**WHAT IS REQUIRED:** Would you quote every entry exactly, dropping only the pictures?

**RECORD EXTRACTS:**
----------------
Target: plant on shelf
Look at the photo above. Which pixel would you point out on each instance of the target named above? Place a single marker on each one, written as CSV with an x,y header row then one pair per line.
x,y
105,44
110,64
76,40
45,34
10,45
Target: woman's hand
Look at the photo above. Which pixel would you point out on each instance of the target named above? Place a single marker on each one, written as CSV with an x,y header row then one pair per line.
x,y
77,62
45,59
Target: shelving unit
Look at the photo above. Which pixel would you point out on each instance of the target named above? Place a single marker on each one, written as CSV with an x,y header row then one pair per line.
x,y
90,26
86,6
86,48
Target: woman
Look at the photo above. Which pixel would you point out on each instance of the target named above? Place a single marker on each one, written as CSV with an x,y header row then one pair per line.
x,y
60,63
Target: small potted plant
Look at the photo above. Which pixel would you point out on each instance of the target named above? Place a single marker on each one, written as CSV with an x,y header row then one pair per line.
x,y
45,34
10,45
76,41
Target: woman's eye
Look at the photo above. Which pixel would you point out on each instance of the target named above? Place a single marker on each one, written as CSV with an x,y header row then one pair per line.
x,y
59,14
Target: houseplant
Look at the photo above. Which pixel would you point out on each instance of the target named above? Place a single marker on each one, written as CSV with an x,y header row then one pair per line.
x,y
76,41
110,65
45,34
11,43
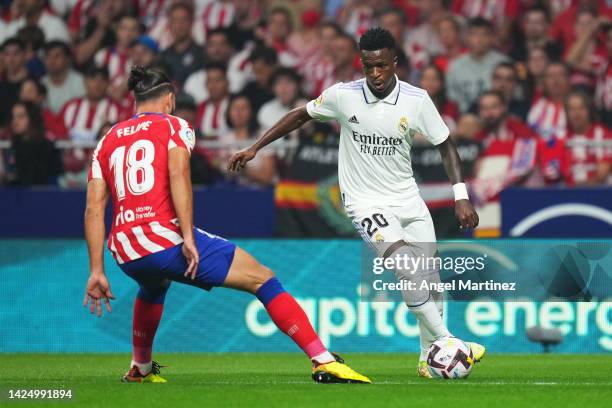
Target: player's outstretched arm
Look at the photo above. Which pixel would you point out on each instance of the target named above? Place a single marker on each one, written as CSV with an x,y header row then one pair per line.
x,y
98,287
182,198
288,123
467,216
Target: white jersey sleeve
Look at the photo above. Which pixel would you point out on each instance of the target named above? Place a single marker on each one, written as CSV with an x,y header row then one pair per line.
x,y
325,107
430,123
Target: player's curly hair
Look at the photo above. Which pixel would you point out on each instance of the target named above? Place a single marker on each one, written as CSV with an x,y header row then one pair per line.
x,y
148,83
376,39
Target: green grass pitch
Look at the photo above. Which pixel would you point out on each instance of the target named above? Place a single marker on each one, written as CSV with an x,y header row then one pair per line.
x,y
283,380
----------------
**THE ANSWER:**
Target: plant on shelf
Look at the photo above. Which pixel would you point out on each instance of the target named above? Place a single marker on each one, written as CSV with an x,y header row then one pair per line.
x,y
105,44
110,64
76,40
45,34
10,45
Target: woman's hand
Look at the photo above. Which pixel would you point out on each instance of the target named above? Place a single marker on each one, written as CSV with an x,y header row then one pair per line.
x,y
77,62
45,59
Target: shelving unit
Look at the photo above. Which pixel would you point out on each instance of the target named above? Place a single marker on each one, written as CSV with an x,y header row then one pair per line.
x,y
90,26
86,6
86,48
Target: woman
Look at the photo above. Which pixel would you point out on each instance of the target named above? Place a single marker on each one, written as CSV with an x,y header row then one pair per line.
x,y
60,63
Target: small potted plant
Look at the photo above. Which pixel would you point out on each instance of the target named above? Place a single marker on each one, written as CSV with an x,y header row then one pair per line.
x,y
45,34
10,45
76,41
Target: woman's eye
Look at the photo above. Which pixel would you point out on each instance of the target named above? Place a single marker on each one, written as CSV with an x,y header row then one pair per line.
x,y
59,14
Target: houseplant
Look at the photo above. Which pixel would you point out on each instance of the target named above? Place a single marker on each one, written as CSV with an x,y header row then one pair per line.
x,y
76,41
110,65
45,34
11,43
Target: player's outstretched arm
Look at the photo above. Which pixel would you point out on each instance of the target named above? Place a single marker on each one, written as CSV with an x,y header row then one pair per line.
x,y
98,287
182,198
288,123
467,216
Target: white jersey sleeve
Look at the photo above. Which pixel would you point out on each instance of the target named above? Place a single marker on each one, written as CSV with an x,y header row then one pair per line.
x,y
325,107
430,123
Target: player's curly hair
Look at the photo above. Which pixel would you point out on each instance of the target named above? Place a single marker on each one, written as CSV with an x,y header row then one pair per line.
x,y
148,83
376,39
Target: green grass pitch
Look at the photo above. Which pixel would you point out on each instance of the target named above? Place a single marker on each one, written as CSV with an x,y header row then one pair per line.
x,y
283,380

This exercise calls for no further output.